-- Start Text excerpt --
Speaking to reporters outside the White House on Wednesday, the president said his administration was "seriously" looking into birthright citizenship, the constitutional right to citizenship afforded to all born on U.S. soil.
"Birthright citizenship, where you have a baby on our land -- you walk over the border, have a baby – congratulations, the baby is now a U.S. citizen," Trump said. "It's – it's frankly ridiculous."
Of course, the president this week has continued to slam those who disagree with him and even suggested a lack of patriotism on their part. It's an M.O. of his that is arguably at odds with any celebration of the freedom of speech granted in the First Amendment.
Side note, looking beyond this week, he has often scoffed at Article 2, Section 2, which gives the Senate the power to approve -- or not -- his appointments.
But in the last few days alone, his love-hate relationship with the Constitution continues to be apparent.
The RUNDOWN with Alisa Wiersema
For a second day in a row, Trump publicly accused American Jews of disloyalty if they voted for Democrats, and said he had not heard criticism of his comments being interpreted as anti-Semitic.
"In my opinion, you vote for a Democrat, you're being very disloyal to Jewish people and you're being very disloyal to Israel, and only weak people would say anything other than that," the president said Wednesday, when asked by a reporter to clarify to whom Jews were being disloyal.
Trump appears to be seizing on the issue of loyalty as part of a continuing effort to make Israel a political topic and draw lines ahead of the 2020 election. In light of mounting criticism that these comments evoke anti-Semitic tropes, the president's attempts at creating a wedge issue are not as clear cut as he may have hoped. On the campaign trail, not all 2020 Democrats have weighed in on the president's comments, but many of the immediate reactions from his challengers put his own loyalties into question, while also calling out his tactics.
"I just find it stunning that we tolerate a person in the highest office in the land that continues to try to divide us against each other, to demean and degrade us," Sen. Cory Booker said at the Iowa Federation of Labor Convention on Wednesday.
Trump's current top-polling challenger, former Vice President Joe Biden echoed those sentiments, and called the president's comments, "a dog whistle."
Meanwhile, Trump's Republican allies have generally stayed out of the fray, and one of his top international allies -- Israeli Prime Minister Benjamin Netanyahu -- has remained silent, as well. On Wednesday, Trump campaign chief operating officer Michael Glassner issued a statement defending the president's record but did not specifically defend the president's accusations against American Jews voting for Democrats or mention loyalty at all.
Amid the fallout, Trump is likely to continue to stand his ground, but will have to decide whether this is a worthwhile issue to continue to fight for going into 2020.
The TIP with Will Steakin
On Thursday, the Trump campaign will rev up its on-the-ground efforts to mobilize suburban women in key battleground states like Michigan, Pennsylvania and Ohio, with a string of cross-country events featuring high-profile speakers from the president's orbit.
It will be the first major push for the Trump campaign's "Women for Trump" coalition, with over a dozen events set to be headlined by White House counselor Kellyanne Conway, former Fox News host Kimberly Guilfoyle former Arizona Gov. Jan Brewer and others. The campaign is framing the rollout around the 99th anniversary of the adoption of the Nineteenth Amendment, granting women the right to vote.
-- End Text excerpt --
-- Start Given entries --
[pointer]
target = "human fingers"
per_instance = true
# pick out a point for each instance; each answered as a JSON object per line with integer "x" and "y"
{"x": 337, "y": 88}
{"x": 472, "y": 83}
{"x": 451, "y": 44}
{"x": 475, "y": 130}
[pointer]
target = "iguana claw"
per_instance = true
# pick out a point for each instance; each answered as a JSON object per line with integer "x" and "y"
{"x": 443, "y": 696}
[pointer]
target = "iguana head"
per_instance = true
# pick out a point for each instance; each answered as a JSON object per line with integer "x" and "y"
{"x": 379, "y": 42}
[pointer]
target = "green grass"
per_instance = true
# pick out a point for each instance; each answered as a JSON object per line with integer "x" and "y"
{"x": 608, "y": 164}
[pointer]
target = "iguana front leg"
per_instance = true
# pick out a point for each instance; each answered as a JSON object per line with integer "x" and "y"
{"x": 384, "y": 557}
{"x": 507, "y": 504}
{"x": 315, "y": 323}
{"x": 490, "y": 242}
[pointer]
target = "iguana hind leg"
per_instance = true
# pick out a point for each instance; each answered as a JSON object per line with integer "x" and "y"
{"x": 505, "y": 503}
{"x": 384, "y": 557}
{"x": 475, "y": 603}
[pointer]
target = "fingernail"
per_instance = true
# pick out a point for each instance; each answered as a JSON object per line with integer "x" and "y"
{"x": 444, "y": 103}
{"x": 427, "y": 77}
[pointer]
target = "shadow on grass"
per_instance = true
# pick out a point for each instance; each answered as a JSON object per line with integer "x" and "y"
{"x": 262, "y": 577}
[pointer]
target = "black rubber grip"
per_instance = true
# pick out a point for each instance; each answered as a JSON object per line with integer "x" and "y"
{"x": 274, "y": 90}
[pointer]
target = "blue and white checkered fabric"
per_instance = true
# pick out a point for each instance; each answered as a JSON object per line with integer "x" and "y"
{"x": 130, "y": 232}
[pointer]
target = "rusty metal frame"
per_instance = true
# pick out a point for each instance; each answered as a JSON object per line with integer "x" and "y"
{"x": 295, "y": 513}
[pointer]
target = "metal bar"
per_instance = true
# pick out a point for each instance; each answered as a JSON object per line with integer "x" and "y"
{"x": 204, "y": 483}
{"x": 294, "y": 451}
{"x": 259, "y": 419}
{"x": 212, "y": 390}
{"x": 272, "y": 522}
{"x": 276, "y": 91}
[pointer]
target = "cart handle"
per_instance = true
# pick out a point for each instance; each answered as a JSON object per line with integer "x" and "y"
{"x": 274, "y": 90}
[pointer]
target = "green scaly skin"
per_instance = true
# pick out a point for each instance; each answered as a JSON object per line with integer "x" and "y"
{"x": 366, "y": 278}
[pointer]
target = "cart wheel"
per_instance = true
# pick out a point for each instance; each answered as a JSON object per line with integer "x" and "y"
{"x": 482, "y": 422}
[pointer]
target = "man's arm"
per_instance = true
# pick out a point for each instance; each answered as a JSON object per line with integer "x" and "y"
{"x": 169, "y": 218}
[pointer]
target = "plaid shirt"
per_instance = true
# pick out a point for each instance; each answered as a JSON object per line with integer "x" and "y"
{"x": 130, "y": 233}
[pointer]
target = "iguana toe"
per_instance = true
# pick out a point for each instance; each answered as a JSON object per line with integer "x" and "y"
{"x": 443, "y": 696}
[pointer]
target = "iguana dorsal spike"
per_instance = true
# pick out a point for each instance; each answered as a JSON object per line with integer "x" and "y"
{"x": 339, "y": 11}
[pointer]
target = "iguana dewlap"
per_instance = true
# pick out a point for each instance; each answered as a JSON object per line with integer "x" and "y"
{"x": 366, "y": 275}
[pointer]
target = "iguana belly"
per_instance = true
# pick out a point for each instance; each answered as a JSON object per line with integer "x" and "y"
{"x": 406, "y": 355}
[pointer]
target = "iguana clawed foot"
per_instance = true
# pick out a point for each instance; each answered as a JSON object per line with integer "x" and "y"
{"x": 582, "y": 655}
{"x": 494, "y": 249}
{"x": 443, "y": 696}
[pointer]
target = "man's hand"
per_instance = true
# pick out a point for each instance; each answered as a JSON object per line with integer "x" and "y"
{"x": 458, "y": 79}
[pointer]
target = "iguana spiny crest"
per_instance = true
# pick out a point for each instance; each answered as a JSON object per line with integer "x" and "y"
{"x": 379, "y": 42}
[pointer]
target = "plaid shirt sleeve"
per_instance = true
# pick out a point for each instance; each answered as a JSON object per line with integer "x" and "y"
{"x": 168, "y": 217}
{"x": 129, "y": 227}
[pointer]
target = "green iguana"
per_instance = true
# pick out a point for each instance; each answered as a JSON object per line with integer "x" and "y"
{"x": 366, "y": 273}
-- End Given entries --
§ Aim 1: In the news excerpt about Trump, what did Joe Biden call the president's comments?
§ Aim 2: Identify every line of the records that contains the string "plaid", treating uppercase and lowercase as different, and copy each of those lines.

§ Written response 1: He called them "a dog whistle."

§ Written response 2:
target = "plaid shirt"
target = "plaid shirt sleeve"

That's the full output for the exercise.